◆ TASK DESCRIPTION
Write out the data again in full, exactly as it reads.

◆ Records from a data source
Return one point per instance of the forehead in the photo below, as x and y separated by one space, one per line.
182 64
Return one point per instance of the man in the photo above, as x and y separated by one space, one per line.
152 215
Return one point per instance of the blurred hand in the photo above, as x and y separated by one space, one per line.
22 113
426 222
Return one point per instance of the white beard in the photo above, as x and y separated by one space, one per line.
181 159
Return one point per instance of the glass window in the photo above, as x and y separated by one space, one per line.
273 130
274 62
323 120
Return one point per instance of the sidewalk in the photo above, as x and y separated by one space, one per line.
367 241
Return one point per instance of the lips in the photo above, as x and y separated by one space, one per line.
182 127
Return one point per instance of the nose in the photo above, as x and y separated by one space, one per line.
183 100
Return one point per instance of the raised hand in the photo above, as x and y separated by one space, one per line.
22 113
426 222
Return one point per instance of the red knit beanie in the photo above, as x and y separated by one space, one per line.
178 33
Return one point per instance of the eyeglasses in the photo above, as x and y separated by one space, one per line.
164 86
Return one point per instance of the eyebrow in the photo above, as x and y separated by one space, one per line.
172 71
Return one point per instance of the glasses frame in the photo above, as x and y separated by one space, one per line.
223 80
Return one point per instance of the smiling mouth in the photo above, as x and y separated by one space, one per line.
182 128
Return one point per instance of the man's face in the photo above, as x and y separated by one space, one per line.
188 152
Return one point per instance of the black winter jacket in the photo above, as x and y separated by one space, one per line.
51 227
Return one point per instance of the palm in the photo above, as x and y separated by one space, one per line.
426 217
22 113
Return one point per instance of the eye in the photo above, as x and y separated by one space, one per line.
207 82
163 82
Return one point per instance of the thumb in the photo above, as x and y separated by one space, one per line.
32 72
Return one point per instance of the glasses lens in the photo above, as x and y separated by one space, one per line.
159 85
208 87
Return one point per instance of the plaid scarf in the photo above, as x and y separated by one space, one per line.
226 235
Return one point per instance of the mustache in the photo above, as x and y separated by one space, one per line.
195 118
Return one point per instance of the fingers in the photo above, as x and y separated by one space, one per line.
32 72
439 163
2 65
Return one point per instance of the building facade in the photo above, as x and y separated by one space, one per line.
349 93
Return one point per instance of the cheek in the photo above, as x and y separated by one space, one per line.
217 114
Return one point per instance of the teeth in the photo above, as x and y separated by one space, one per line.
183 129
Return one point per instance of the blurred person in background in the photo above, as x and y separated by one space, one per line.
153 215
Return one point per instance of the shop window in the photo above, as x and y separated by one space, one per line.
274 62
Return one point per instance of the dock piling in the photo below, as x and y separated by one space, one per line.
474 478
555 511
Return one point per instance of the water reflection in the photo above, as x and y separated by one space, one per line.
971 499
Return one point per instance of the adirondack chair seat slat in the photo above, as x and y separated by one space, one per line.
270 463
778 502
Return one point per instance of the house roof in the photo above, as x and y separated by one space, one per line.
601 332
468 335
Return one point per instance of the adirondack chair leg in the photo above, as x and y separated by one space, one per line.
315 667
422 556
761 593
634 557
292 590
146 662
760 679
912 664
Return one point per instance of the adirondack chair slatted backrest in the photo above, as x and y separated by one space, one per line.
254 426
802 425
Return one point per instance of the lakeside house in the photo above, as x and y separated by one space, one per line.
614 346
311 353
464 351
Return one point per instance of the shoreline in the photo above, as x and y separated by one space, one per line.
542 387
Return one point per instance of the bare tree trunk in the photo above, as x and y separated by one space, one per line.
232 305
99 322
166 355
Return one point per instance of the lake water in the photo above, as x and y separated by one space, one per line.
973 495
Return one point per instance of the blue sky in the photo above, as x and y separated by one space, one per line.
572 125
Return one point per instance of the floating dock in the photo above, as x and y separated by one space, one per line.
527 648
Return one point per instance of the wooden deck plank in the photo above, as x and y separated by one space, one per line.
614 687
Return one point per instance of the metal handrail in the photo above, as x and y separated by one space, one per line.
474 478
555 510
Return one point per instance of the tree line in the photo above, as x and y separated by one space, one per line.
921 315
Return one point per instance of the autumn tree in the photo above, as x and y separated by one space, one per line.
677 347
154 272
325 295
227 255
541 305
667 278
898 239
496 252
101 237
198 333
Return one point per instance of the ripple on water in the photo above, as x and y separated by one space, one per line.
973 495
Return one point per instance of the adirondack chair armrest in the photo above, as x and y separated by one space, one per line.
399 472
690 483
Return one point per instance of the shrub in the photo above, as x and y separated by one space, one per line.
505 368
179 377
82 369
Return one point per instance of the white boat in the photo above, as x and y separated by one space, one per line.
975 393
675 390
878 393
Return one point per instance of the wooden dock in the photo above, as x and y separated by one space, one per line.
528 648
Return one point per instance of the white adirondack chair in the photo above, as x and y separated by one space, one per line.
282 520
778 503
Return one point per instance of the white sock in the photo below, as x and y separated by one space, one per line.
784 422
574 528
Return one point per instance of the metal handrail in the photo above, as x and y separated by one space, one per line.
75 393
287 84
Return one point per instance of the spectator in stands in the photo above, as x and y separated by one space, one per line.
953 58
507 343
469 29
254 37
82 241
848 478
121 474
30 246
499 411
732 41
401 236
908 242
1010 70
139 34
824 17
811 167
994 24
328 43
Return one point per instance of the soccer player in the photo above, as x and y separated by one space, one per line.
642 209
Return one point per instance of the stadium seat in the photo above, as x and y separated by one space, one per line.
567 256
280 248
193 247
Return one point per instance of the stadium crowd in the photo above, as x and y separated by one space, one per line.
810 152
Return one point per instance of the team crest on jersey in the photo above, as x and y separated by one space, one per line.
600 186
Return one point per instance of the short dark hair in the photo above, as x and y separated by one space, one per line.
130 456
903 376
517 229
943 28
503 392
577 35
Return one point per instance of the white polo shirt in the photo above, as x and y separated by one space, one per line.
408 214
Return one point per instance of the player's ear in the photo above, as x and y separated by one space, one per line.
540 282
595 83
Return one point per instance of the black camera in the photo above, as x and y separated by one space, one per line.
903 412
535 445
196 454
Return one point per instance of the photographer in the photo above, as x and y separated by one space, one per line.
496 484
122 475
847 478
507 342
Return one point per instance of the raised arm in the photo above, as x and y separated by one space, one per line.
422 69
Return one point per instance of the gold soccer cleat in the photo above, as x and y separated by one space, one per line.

◆ RESPONSE
Return one point per instance of the forehead in the photo below, as x and y separated by one space, one per line.
182 64
Return one point per instance of the man in the photo above, as x and y separated by one space, one per line.
152 215
Return one point per instance of the blurred hand in the photo above, as x and y separated by one space, one per line.
22 113
426 222
Return one point per instance of the white beard in the photo above, as x and y separated by one space, one per line.
181 159
Return one point per instance of the glass window in the photo above, as x and y separated by one space, one per line.
273 130
274 62
323 120
Return one point per instance of the sidewalk in the photo above, as x and y separated by one space, one per line.
367 241
Return one point per instance of the lips in the photo above, as x and y separated by one space, one per line.
182 127
Return one point per instance of the nose in the photo above, as x and y separated by one space, one per line.
183 100
Return one point per instance of the raised hand in the photo above, as x and y separated by one space, one per line.
22 113
426 222
Return one point per instance of the red knit beanie in the photo above, as x and y separated by one space, one per line.
178 33
Return one point per instance of the eyeglasses in the photo above, as x and y separated by one space, one per line.
164 86
Return one point per instance of the eyebrow in the photo above, as x and y separated by one space, one per line.
172 71
Return one point per instance of the glasses frame in the photo above, as x and y separated by one space, one per line.
223 80
Return one point per instance of the smiling mouth in the photo above, as x and y separated by one space, one per line.
182 128
Return one point per instance of the man's face in the photo above, as x and y separated by one space, one per line.
188 152
Return one point per instance of the black winter jacket in the photo above, as x and y separated by one space, one per line.
51 227
Return one point per instance of the palm in the photo above, as x and y separated by one space, one per line.
426 217
22 113
Return one point per instance of the eye in the photo above, as x and y separated by one space, one per line.
207 82
163 82
Return one point per instance of the thumb in the photo above, as x and y separated by one space, one per line.
32 72
Return one point per instance of the glasses lens in the photo above, as x and y separated by one space, one per line.
159 85
208 87
Return one point per instance of the plaid scarf in the photo above, as x and y separated by one space, one per line.
226 235
Return one point per instance of the mustache in the photo above, as x and y separated by one space, one per line.
195 118
Return one point per instance of the fingers in the photo above, as x and y separated by one space, one per line.
32 72
439 163
2 65
Return one point per instance of the building facade in the photo above, as x and y separated by one space, one per line.
349 93
Return one point per instance of the cheek in the photo above, as x and y separated by one space, one per line.
217 114
Return one point per instance of the teeth in the photo above, as x and y separated by one space, one per line.
183 129
Return one point per instance of the blurred person in background in the photo above, as x and y separated by one space, one per line.
153 215
Return one point per instance of the shop window in the photo above, as x and y separated by one space, one per line.
274 62
Return one point per instance of the dock piling in the photo below, as x and y separated by one space, one per line.
474 478
555 511
Return one point per instance of the water reflection in the photo above, as x and y separated by one space, one per line.
971 499
Return one point per instance of the adirondack chair seat slat in the photo above, as x and y separated by one space, one per line.
270 463
778 502
Return one point per instance of the house roof in the photo above, as x and y separated by one space, one per line.
601 332
468 335
Return one point per instance of the adirondack chair leg in the photo above, as x and y separated by one space, one per line.
315 667
422 556
761 593
634 557
292 590
146 662
760 679
912 664
Return one point per instance of the adirondack chair slatted backrest in the photo above, as x and y separated by one space, one per line.
254 426
802 425
Return one point per instance of the lakeside house in the photo above, as x and y separated by one space, one per line.
614 346
311 353
464 351
Return one point per instance of the shoreline in the photo above, as x and y separated by one space, one per line.
542 387
Return one point per instance of the bare tree trunk in the photo above, as x and y separated by one space, one per line.
232 305
99 322
166 355
Return one point per instance of the lake water in the photo above, as x and y separated by one space, one per line.
973 495
Return one point per instance of the blue sky in the photo above, as x and y separated by one space, one per line.
572 125
Return one point per instance of the floating dock in the photo above, as x and y separated by one space, one per line.
527 648
Return one point per instance of the wooden deck plank in the photo above, as x and y separated by one space, one per line.
614 687
Return one point per instance of the metal handrail in the photo above, as x and y separated by one space, one per line.
474 478
555 510
Return one point per instance of the tree line in the photo above, as x and y separated by one space, one per line.
921 315
Return one point per instance of the autumn tree in the photo above, as x and y separated by one space, one per line.
677 347
154 272
325 295
227 255
541 305
667 278
898 239
496 252
101 237
198 333
Return one point per instance of the ripple on water in the photo above, as x and y separated by one space, one per line.
973 495
Return one point per instance of the adirondack chair armrest in the photo above, as x and y separated by one space, one per line.
399 472
690 483
Return one point per instance of the shrub in the photo above, as x and y separated by one space, one per line.
505 368
179 377
82 369
Return one point per instance of the white boat in the photo above, as x and y separated by one space, one per line.
975 393
675 390
878 393
Return one point per instance of the wooden dock in the photo above, as x and y separated by one space, one per line.
528 648
Return one point per instance of the white adirondack chair in the photo above, as x and y separated by one space, one per line.
282 520
778 503
Return one point per instance of the white sock in the photo below, as x and y separated by one space, one per line.
784 422
574 528
Return one point per instance of the metal handrail in the photo above, as x and y separated by one space, one per line.
75 393
287 84
Return one point per instance of the spectator in stands in the photo above, as x and y separated by one space, one per line.
953 58
507 343
469 29
254 37
82 241
848 478
121 474
30 246
499 411
732 41
401 236
908 242
1010 70
139 34
824 17
811 167
994 24
328 43
Return one point per instance of the soccer player in the photo above, as x and y separated by one space, one per line.
642 209
Return one point per instance of the stadium seat in the photo above, as x and y separated by one space, one per line.
567 256
280 248
193 247
Return one point per instance of the stadium crowd in the photo above, as x and y separated by one space, one per line.
810 152
Return one point per instance of the team crest on jersey in the photo above, as x and y separated by one space, one per line.
600 186
Return one point per instance of the short dark hair in the photo above, as x and y separated by one space, one per line.
130 456
903 376
517 229
943 28
503 392
577 35
Return one point per instance of the white polo shirt in the photo above, as x and y separated by one space, one per line.
408 214
Return one point per instance of the player's ear in the photo above, as x and y separated by one space, one per line.
540 282
595 83
Return one point per instance of the black camera in the photo above, as x and y separated by one space, one per line.
903 412
535 445
196 454
Return one point per instance of the photographer in the photo above, as x and y separated by one space, one per line.
496 484
122 475
847 478
507 342
Return one point per instance of the raised arm in the photo above, as x and y separated by one space, one per line.
422 69
Return one point per instance of the gold soccer cleat in the photo above, as x and y separated by one space, one per line.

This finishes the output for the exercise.